**Data for processing:**
════════

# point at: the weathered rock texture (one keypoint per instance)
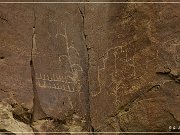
(89, 67)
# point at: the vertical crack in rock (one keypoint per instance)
(87, 92)
(37, 112)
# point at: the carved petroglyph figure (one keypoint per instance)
(69, 81)
(118, 67)
(118, 55)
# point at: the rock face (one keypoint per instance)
(89, 67)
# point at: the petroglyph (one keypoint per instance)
(119, 56)
(69, 81)
(118, 67)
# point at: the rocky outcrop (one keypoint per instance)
(89, 67)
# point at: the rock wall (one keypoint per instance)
(99, 67)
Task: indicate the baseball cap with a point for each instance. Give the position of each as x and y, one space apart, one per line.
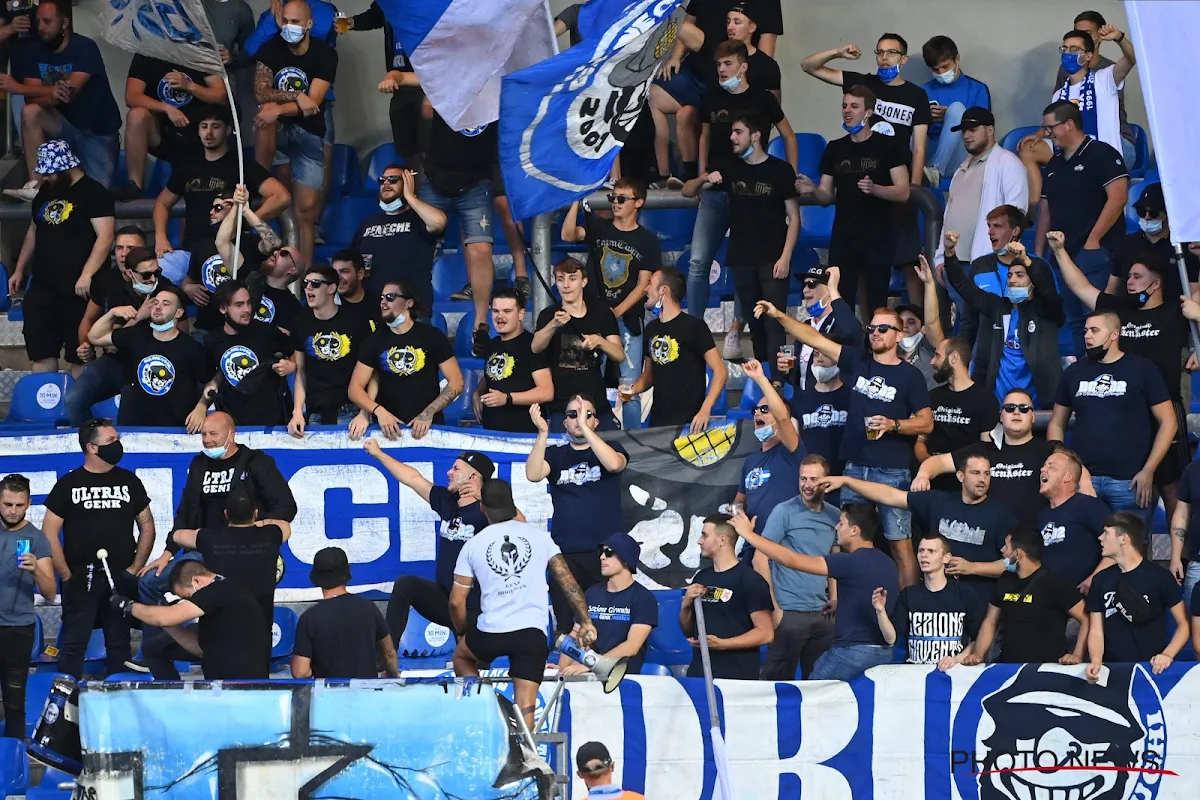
973 118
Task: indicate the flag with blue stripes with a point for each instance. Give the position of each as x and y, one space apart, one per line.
565 119
462 48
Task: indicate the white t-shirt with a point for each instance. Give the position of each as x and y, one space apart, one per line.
508 560
1108 104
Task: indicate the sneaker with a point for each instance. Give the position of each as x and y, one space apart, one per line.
732 348
27 192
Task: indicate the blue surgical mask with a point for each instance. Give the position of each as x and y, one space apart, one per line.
1017 294
887 74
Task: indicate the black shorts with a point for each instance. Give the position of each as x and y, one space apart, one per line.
52 324
526 649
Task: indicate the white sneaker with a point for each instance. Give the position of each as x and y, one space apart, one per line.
27 192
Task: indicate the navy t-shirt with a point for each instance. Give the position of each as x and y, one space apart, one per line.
1071 536
858 575
1109 398
729 617
586 497
615 612
895 391
1123 641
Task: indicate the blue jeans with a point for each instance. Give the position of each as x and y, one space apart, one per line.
850 661
897 522
99 380
712 224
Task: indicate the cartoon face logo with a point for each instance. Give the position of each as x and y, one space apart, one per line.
156 374
403 360
237 362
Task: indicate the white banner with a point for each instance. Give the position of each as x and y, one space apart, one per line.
1164 37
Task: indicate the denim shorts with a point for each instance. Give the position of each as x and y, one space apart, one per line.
473 208
305 151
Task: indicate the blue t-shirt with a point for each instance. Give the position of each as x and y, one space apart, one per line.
615 612
809 533
17 587
1110 398
858 575
895 391
586 497
93 108
1071 536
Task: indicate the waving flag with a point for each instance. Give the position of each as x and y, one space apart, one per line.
462 48
565 119
178 31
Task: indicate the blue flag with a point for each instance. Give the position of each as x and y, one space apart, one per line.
564 120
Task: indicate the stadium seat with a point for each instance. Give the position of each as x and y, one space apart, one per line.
37 400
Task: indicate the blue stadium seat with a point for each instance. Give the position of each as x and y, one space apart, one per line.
37 400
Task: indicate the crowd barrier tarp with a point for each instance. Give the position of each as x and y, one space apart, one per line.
347 499
1006 732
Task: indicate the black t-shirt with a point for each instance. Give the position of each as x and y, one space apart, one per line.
199 180
408 368
293 72
1033 614
730 617
99 510
340 635
1109 398
397 247
234 637
586 498
1071 536
676 350
577 371
1157 335
719 108
862 216
249 355
1109 595
759 196
617 259
247 554
330 348
162 379
509 367
63 222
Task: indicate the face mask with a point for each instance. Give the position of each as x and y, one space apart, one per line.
112 452
887 74
1073 62
1017 294
825 374
1152 227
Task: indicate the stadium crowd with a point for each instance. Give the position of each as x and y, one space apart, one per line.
900 504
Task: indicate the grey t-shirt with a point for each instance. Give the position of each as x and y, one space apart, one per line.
809 533
17 585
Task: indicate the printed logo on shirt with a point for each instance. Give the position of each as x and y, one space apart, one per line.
509 558
664 349
156 374
1103 386
237 362
826 416
875 389
402 361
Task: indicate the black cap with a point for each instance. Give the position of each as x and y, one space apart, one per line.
973 118
589 752
330 569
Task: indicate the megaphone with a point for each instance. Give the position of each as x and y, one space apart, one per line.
610 671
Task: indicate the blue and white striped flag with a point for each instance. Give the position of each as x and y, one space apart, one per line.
461 48
565 119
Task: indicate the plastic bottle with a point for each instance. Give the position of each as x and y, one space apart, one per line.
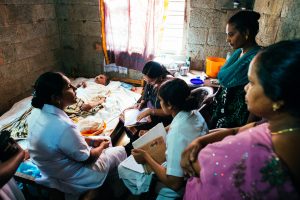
228 55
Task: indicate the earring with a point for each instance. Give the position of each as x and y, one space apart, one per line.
275 107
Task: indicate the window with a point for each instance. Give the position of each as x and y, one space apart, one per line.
172 40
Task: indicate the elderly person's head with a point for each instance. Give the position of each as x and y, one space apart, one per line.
55 89
154 72
242 29
274 77
102 79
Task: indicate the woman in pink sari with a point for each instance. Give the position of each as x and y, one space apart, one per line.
260 162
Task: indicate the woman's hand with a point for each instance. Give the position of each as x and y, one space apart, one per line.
144 114
142 132
139 155
86 107
104 144
188 156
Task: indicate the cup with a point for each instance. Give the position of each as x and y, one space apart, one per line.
184 70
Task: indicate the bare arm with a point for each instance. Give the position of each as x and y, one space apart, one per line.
92 104
189 156
152 112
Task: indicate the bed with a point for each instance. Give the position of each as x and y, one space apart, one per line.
119 95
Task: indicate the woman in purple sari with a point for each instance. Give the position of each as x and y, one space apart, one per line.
261 162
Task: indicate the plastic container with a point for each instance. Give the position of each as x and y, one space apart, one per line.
213 66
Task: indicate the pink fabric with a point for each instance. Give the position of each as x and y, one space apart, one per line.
237 167
132 30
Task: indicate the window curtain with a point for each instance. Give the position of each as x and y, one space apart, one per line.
131 30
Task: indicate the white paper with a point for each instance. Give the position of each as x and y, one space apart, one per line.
155 132
130 116
130 163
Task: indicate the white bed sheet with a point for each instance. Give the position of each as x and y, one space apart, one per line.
118 99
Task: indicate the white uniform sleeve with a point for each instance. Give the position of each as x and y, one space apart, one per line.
175 146
74 145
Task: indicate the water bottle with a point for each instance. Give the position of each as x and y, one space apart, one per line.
228 55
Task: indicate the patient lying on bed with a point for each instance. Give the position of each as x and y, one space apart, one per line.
83 108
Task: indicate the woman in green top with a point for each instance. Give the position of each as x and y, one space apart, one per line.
229 108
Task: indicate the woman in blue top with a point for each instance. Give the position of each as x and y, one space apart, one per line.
229 108
187 124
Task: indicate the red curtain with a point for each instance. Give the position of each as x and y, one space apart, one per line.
132 29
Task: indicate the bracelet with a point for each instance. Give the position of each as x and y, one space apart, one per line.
92 143
153 112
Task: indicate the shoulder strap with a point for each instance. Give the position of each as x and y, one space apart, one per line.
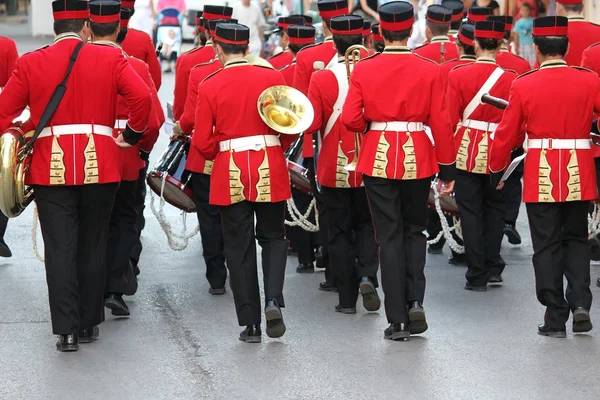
55 100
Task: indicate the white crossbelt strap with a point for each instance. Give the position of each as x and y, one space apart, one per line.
76 129
559 144
250 143
487 86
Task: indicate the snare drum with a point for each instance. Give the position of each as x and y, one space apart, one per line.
171 168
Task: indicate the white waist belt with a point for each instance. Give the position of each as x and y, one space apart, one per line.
250 143
480 125
77 129
397 126
561 144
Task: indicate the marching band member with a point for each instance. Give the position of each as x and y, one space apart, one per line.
76 162
350 229
122 233
139 45
438 47
197 55
397 160
559 179
480 206
249 178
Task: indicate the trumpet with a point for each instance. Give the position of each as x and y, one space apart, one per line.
351 57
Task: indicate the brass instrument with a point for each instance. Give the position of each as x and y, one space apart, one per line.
285 110
351 57
15 196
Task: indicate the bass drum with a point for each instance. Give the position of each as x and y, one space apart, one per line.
298 171
171 168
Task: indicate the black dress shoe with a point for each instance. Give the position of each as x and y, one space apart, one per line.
305 268
117 305
511 233
251 334
275 325
371 301
581 320
397 331
68 342
545 330
416 316
89 335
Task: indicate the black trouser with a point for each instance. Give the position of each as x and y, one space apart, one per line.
351 236
240 247
481 210
559 233
122 235
399 211
74 222
211 232
140 222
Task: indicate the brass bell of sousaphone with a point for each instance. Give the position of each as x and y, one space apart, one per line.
285 110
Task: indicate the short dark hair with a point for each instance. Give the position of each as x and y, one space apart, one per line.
438 29
103 30
68 25
552 45
395 36
230 49
343 42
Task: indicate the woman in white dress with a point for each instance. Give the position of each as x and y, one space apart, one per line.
144 17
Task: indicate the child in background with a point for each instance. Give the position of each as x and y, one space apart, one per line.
524 39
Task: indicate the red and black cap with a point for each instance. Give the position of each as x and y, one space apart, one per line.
375 34
216 12
477 14
550 26
507 20
489 30
105 11
347 25
70 9
229 33
439 14
301 34
456 6
466 34
396 16
332 8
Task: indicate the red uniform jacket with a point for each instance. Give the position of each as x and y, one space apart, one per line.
282 59
337 144
184 65
551 175
256 176
195 161
77 157
433 50
464 82
8 58
376 94
139 45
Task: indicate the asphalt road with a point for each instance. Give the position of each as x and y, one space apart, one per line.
181 343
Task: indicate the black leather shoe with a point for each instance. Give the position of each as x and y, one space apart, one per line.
371 301
545 330
305 268
416 316
252 334
68 342
89 335
581 320
117 305
511 233
397 331
275 325
345 310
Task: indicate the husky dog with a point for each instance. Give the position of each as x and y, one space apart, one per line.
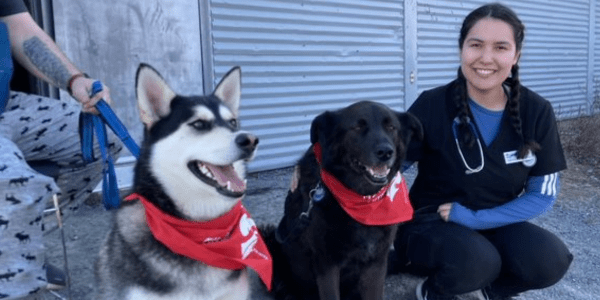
191 169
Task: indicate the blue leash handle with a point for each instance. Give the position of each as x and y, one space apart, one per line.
90 123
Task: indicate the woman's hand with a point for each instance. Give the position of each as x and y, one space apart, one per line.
81 89
444 211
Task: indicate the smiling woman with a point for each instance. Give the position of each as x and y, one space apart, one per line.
488 164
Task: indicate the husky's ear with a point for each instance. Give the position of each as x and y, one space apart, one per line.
229 90
153 94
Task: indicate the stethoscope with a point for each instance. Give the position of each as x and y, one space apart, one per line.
469 170
510 157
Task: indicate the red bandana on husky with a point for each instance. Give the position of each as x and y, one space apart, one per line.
388 206
231 241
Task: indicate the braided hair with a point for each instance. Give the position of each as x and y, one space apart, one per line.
505 14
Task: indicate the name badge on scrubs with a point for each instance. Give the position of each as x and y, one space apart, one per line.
529 160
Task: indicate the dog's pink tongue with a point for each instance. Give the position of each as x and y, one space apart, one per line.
227 177
380 171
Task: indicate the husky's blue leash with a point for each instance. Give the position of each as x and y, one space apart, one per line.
90 123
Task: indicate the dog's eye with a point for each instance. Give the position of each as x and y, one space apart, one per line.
201 125
360 126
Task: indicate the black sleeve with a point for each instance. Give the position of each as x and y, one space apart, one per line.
551 157
11 7
420 109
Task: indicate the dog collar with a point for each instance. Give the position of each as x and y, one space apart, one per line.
230 241
389 206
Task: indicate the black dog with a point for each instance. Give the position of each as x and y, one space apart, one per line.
319 250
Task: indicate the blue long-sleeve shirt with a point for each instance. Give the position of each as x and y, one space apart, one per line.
538 197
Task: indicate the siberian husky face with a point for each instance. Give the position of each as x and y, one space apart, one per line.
196 150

════════

**Work order:** Your answer must be the lines from the one that contains "Task: indicate the black dog" through the last line of the entries above, copied exactly, with no other lines.

**Task response:**
Task: indicate the black dog with a point for each instance. Give the position of each as x and y, one space apart, one per line.
319 250
Task: indicate the blue long-sleeve shirt with a point for each instance. Give the position of each as x and y, one space apart, one per line.
538 197
Task: indicate the siberian husky face with a point for each instance. Give the position of each as x and y, one space apart, one per line.
196 150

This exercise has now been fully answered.